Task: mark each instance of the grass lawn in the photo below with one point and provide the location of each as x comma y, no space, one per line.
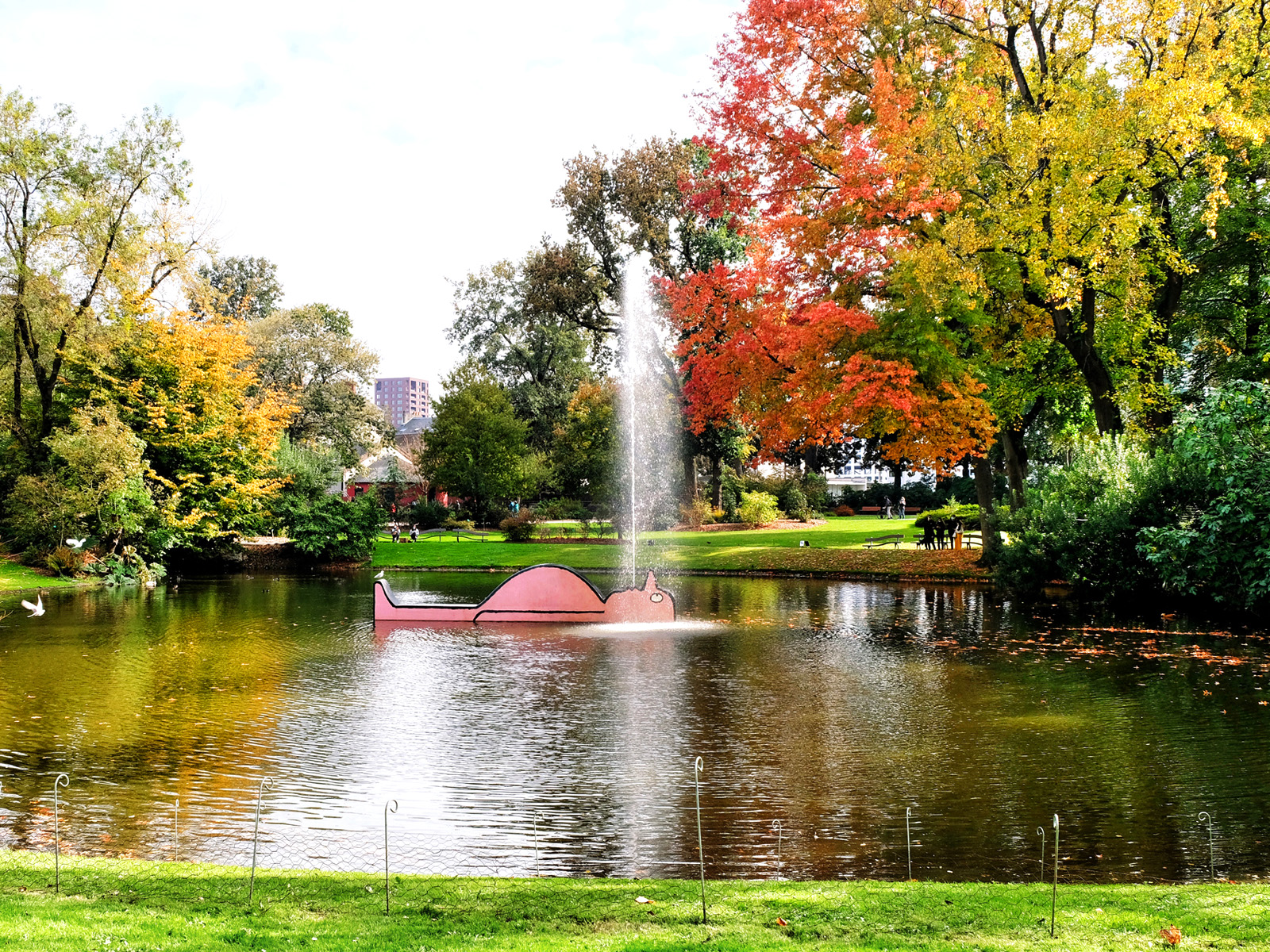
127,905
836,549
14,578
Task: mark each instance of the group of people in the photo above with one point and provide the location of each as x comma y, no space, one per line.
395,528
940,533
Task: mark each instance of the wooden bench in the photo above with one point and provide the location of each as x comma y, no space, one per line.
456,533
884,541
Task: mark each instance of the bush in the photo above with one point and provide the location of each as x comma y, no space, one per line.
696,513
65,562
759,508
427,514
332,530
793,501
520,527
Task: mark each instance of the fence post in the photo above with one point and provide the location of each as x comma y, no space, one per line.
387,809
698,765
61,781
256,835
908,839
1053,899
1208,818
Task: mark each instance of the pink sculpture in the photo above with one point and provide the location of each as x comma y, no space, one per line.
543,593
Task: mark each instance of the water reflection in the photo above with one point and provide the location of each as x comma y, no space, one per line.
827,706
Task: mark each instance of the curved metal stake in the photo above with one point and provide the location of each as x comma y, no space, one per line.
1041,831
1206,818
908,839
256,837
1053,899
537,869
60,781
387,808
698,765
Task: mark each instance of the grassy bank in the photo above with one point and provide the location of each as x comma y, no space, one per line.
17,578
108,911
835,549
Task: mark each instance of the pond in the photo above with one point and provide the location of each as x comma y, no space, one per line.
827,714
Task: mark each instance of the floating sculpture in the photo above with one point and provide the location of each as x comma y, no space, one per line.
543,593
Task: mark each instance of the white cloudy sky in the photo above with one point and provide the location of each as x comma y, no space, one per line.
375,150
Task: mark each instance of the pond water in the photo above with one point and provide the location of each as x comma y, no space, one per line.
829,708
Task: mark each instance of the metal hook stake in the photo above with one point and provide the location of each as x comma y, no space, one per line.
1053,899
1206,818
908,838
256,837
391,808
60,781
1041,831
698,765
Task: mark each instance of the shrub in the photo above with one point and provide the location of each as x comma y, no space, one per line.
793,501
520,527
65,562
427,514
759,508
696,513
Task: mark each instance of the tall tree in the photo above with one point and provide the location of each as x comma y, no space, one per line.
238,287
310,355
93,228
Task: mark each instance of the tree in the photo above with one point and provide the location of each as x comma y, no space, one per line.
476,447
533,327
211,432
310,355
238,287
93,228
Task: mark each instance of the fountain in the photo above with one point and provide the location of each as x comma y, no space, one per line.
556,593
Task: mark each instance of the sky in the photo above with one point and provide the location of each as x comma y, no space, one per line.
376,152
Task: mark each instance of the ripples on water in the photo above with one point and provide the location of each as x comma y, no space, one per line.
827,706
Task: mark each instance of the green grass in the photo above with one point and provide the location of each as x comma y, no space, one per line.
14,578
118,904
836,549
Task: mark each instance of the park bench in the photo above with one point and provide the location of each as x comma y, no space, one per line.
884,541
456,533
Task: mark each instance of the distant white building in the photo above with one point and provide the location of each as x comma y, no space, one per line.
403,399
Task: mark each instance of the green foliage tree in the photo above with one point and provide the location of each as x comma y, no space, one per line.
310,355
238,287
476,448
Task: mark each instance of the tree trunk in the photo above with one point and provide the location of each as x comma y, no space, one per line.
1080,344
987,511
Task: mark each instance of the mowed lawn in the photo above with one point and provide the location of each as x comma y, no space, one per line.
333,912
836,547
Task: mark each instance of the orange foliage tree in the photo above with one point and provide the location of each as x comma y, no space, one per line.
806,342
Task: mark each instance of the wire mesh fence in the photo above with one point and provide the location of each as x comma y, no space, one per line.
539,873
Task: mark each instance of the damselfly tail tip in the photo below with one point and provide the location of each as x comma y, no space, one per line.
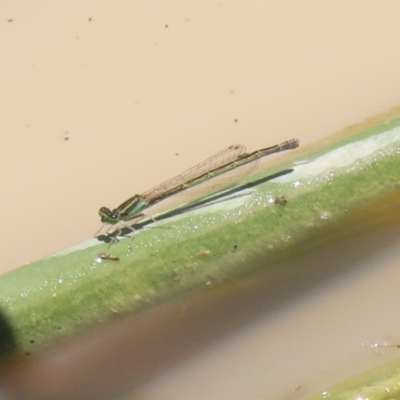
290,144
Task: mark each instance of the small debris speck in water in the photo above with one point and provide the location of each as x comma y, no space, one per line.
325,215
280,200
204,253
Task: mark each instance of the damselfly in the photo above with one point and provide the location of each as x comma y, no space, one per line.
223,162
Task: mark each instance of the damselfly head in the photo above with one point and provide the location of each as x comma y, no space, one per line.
-------------------------
> PROMPT:
Repeat the data word for word; drop the pictures.

> REPLY:
Task: mark each instance of the grass lawn in the photo below with one point and provide the location of each as x comma y, no space, one per line.
127,905
836,549
14,578
Task: mark each instance of the group of people in the photo above with one point and provide the location of each as x comma y, no space, one per line.
395,528
940,533
Task: mark each instance of the wooden bench in the photo above with one point and provide the location of each as x comma y, no space, one per line.
456,533
884,541
Task: mark each instance of the bush in the photo above with one point and provide the location of each as x comma y, no space, one per line.
696,513
65,562
759,508
427,514
332,530
793,501
520,527
Task: mark each instance of the fence post in the photo above with one point and provide the location of each as x comma y, no space, one per line.
387,809
698,765
61,781
256,835
908,839
1053,899
1208,818
Task: mark each instance of the pink sculpture in the photo above with one point and provide the location of each as x comma y, no space, one per line.
543,593
Task: mark each instance of the water reflection in the photo above with one point and provide the location of each as x comma y, no space, one per line.
827,706
Task: mark each instance of the curved metal stake in the photo above with one point and provide the location of each as x comma y, no space, one per line.
1041,831
1206,818
908,839
256,837
1053,899
537,869
60,781
387,808
698,765
Task: mark each instance of the grassy bank in the photo above with one point and provide the location of each as x comma y, no space, one per line.
17,578
108,911
835,549
Task: mark each instance of the pond in the photo above with one point and provide the location of each as x comma y, no space, one per line.
827,714
Task: mark each instance of the floating sculpture in the photo above with one point and provide the location of each as x comma y, no space, one per line.
543,593
Task: mark each instance of the white cloudy sky in the photo above with one point and provide the location of each as x comma y, no space, one per line.
375,150
Task: mark each instance of the pond water in the photo above with one point and provide the location of each as x comma y, no space, one per line.
829,708
Task: mark each instance of the metal hook stake in the photo above with one point and provide the location of each as x comma y, no space, one per line.
1053,899
1206,818
908,838
256,837
391,808
60,781
1041,831
698,765
Task: mark each instance of the shrub in the photo above with one point and provide the location of each as x comma y, no space, one per line.
793,501
520,527
65,562
427,514
759,508
696,513
Task: mark each instance of the tall tree in the photo above with one point and provide the location of each as x comma y, no space, one per line.
238,287
310,355
93,228
Task: mark each instance of the tree in the photo above with one point and provide the location of each as x comma y, no space, one per line.
476,447
533,327
211,432
310,355
238,287
93,228
Task: mark each instance of the fountain in the photo above with one point and provide the location of each as x comma y, no space, one per line.
556,593
Task: mark each instance of the sky in the photo above with one point and provide the location of each as x comma y, no space, one per line.
376,152
Task: mark each instance of the ripples on water in the photo above with one point and provide the location of each as x comma y, no space, one per line.
827,706
Task: mark each instance of the green grass in the photo above with one point and provide the location of each as x comma y, no space, one per line.
14,578
118,904
836,549
Task: mark each instance of the park bench in the photo above with one point and provide the location of each as x comma y, no space, one per line.
884,541
456,533
Task: mark each instance of the distant white building in the photo above with one point and provide the location of each as x comma y, no space, one per line.
403,399
Task: mark each instance of the green foliage tree in the photo above with one point and provide the location of each as x comma y, no space, one per line.
310,355
238,287
476,448
Task: mark each instance of the tree trunk in the photo above with one point and provide the location of each as x comma y, no space, one per line.
1080,344
987,511
Task: mark each instance of the mowed lawn in the photo above with one point and provide the location of each as x comma y, no space, one per line.
333,912
836,547
Task: mark each instance of the orange foliage tree in the photo above with one point and provide the location of each as x comma y, no space, one per line.
806,342
Task: mark each instance of the wire mesh fence in the photo above with one point and provide the location of each as x comma y, no space, one per line.
539,873
Task: mark each instance of the damselfly tail tip in the photo below with one point and provide the location of each as x comma y, no space, one per line.
290,144
Task: mark each instance of the small debris speck in water in the photo above with one point and provide the location of each as x comma y, no space, one per line.
325,215
280,200
204,253
Task: mark each instance of the damselfly in the photo above with one point and provide the location of each as x comma y, no space, one per line.
223,162
Task: mark each instance of the damselfly head in the photo above with one point and provide the location of each as x comma y, no space, one per line.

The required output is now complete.